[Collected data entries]
--------------------
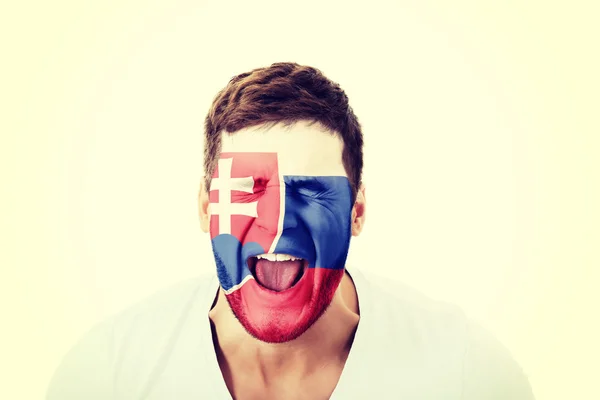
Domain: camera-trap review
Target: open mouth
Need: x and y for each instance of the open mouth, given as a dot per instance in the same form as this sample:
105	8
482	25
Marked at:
277	272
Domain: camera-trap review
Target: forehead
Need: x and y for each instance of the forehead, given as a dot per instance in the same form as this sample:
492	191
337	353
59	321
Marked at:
302	149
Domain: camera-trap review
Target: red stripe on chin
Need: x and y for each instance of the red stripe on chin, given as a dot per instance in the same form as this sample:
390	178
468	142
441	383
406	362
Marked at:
277	317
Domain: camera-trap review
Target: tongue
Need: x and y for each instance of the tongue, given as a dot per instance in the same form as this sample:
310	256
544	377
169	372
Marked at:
277	275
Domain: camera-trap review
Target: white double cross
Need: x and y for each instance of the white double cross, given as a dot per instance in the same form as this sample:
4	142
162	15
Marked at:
225	208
--------------------
What the exercise asks | All of the records above should be returned exactly, though the pictures should not.

Final answer |
Domain: camera-trap review
Target: open mouth
Need: x and y for each instance of the open mouth, given as a dot per instance in the same form as this sample:
105	8
482	25
Marked at:
277	272
Domain: camera-trap review
Target: forehead
Need: x and y for each instance of the forehead, given as a dot per instance in the same form as this sample:
492	191
337	353
59	321
Marked at:
302	149
Domain: camera-trap review
Target: red stripe on chin
Need: x and y for each instance of the red stripe on chin, given as a dot per instance in the same form as this sample:
390	178
468	142
441	383
406	362
Marked at:
277	317
Domain: camera-trap review
Target: tongue
Need: x and y for each instance of the tongue, given as a dot per instance in the same form as this sample:
310	256
544	377
169	372
Marked at:
277	275
Domain: camera-trap review
Target: white double cross
Need: x and y for each instance of the white double cross, given as a dot per instance in the same form as this sample:
4	142
162	15
Marked at:
225	208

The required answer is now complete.